■ **Directions for this task**
Gather every line in the records below that contains the word "background" and copy each one in full. The match is case-sensitive.
BEGIN The data
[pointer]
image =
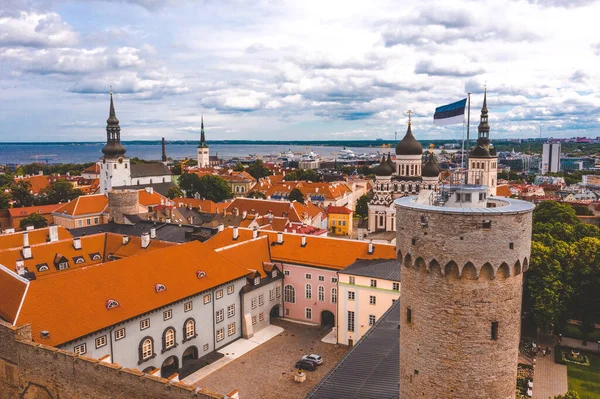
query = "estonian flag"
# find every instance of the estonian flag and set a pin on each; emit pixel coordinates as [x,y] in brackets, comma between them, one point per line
[450,114]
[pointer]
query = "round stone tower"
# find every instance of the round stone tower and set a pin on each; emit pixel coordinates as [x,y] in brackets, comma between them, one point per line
[463,256]
[122,202]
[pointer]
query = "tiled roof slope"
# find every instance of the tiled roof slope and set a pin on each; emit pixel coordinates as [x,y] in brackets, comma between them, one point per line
[53,304]
[37,236]
[370,369]
[331,253]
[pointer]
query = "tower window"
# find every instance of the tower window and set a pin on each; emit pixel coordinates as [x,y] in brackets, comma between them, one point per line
[494,330]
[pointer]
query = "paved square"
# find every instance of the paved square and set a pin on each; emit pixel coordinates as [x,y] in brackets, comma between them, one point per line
[267,372]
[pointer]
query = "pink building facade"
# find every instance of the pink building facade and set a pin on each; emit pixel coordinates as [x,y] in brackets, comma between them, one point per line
[310,294]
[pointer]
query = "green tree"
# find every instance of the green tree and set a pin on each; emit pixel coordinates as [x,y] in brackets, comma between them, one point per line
[214,188]
[258,169]
[296,195]
[362,206]
[35,219]
[174,192]
[20,192]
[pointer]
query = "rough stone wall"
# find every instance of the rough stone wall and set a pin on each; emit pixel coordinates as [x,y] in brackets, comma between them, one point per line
[457,278]
[121,203]
[31,370]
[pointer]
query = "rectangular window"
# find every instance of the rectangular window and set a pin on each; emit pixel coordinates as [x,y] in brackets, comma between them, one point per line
[144,324]
[350,320]
[80,349]
[100,341]
[119,334]
[494,330]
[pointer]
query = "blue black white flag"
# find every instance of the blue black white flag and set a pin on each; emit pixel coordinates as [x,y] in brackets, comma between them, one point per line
[450,114]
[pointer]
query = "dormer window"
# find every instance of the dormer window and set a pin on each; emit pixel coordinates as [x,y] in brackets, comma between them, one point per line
[111,303]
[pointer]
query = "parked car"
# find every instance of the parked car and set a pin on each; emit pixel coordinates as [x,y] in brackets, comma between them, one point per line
[313,358]
[306,365]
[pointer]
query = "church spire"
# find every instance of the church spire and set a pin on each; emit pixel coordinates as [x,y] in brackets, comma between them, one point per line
[113,147]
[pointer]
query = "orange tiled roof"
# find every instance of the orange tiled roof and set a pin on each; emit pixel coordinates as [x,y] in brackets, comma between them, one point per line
[13,290]
[28,210]
[331,253]
[15,240]
[85,205]
[52,304]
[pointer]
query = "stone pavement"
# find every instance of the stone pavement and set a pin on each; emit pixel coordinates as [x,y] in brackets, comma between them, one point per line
[233,351]
[549,378]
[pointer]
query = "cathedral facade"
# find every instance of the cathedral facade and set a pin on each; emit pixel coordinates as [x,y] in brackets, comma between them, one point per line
[408,175]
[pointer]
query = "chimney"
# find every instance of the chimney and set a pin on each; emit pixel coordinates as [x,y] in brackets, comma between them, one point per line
[20,267]
[145,240]
[27,252]
[53,233]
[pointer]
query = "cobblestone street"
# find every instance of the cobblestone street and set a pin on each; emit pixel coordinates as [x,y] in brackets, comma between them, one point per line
[267,371]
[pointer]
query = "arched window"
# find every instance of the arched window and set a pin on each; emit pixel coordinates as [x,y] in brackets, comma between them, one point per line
[289,294]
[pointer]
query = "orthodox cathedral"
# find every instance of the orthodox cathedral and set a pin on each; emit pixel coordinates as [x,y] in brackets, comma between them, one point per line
[116,171]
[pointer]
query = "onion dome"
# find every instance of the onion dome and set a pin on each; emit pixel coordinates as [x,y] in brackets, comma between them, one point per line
[431,168]
[384,168]
[409,145]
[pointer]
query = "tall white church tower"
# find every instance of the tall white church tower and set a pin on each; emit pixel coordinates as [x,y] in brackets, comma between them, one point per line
[115,169]
[483,161]
[203,155]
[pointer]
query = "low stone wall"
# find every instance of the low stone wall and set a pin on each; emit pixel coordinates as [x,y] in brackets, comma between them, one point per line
[32,370]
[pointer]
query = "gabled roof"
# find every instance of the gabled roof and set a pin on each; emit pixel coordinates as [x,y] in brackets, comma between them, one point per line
[85,205]
[331,253]
[53,304]
[36,236]
[28,210]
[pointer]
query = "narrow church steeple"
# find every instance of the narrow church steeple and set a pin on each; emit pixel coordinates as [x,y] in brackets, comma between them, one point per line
[113,147]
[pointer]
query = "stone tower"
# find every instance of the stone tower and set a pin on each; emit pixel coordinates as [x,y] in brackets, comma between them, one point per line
[203,155]
[114,165]
[483,161]
[463,255]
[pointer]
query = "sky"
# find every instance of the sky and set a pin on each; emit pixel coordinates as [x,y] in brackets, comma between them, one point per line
[296,70]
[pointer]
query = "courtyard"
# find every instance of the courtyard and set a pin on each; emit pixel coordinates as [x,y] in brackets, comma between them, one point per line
[268,370]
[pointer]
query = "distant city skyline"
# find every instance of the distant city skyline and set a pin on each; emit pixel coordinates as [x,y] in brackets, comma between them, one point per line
[263,70]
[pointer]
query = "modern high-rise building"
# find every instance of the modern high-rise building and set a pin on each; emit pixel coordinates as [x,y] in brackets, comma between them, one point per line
[551,158]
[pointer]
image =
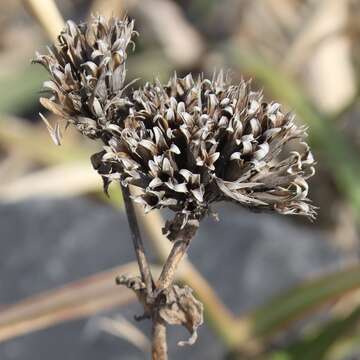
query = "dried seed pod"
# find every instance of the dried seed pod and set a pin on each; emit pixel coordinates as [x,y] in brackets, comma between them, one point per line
[191,143]
[87,69]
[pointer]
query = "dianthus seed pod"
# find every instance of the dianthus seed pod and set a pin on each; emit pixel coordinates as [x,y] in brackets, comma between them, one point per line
[192,143]
[87,69]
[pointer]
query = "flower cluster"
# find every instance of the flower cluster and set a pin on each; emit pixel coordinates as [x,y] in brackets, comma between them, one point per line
[186,144]
[87,71]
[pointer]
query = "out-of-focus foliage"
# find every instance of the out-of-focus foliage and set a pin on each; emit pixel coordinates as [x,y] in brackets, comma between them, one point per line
[304,53]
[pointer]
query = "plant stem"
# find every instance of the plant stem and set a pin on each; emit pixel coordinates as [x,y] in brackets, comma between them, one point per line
[137,241]
[167,275]
[159,343]
[47,15]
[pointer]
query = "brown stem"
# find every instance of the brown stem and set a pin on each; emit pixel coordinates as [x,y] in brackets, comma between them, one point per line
[168,272]
[138,244]
[159,344]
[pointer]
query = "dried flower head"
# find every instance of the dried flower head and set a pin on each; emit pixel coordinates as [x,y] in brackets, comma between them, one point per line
[87,69]
[191,143]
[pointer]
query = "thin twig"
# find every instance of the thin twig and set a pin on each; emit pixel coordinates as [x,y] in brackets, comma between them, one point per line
[138,244]
[159,343]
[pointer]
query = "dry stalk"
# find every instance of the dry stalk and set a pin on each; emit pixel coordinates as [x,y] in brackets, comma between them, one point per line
[137,241]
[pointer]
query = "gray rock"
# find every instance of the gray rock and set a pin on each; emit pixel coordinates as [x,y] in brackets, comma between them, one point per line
[45,243]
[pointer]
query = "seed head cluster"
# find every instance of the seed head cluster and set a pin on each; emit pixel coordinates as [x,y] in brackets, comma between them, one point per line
[87,74]
[186,144]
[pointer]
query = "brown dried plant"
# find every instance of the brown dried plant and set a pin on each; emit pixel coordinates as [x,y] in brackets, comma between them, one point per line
[186,145]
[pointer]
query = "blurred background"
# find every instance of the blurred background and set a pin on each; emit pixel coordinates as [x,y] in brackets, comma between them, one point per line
[57,227]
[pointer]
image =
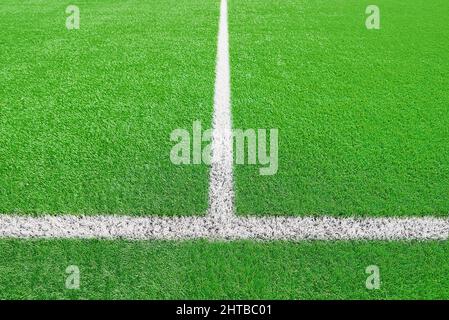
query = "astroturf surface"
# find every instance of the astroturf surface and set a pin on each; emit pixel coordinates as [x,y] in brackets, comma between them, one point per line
[86,115]
[239,270]
[362,114]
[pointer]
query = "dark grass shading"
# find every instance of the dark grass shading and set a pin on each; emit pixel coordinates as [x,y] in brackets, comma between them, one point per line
[238,270]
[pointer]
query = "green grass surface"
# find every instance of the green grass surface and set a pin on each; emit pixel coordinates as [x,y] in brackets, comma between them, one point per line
[194,270]
[86,115]
[362,114]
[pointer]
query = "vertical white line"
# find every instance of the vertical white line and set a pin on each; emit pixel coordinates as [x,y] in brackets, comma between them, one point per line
[221,194]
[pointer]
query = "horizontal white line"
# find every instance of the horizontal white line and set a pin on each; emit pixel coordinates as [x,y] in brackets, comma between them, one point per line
[233,228]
END The data
■ **Expected output**
query = "blurred background"
# find every instance of the blurred background and set a pin on each; emit pixel coordinates as [x,y] in brackets, comma between them, one point per line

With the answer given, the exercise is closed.